Referring expression data:

_ _ _ _ _

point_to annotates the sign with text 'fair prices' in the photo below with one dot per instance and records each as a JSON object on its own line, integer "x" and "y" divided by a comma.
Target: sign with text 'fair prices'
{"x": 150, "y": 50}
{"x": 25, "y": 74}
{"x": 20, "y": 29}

_ _ _ _ _

Each entry above needs to be duplicated verbatim.

point_to annotates the sign with text 'fair prices' in the photo below with one dot per instance and records each as a JSON object on its own line, integer "x" and "y" divided by a comma.
Target: sign with text 'fair prices'
{"x": 150, "y": 50}
{"x": 25, "y": 74}
{"x": 20, "y": 29}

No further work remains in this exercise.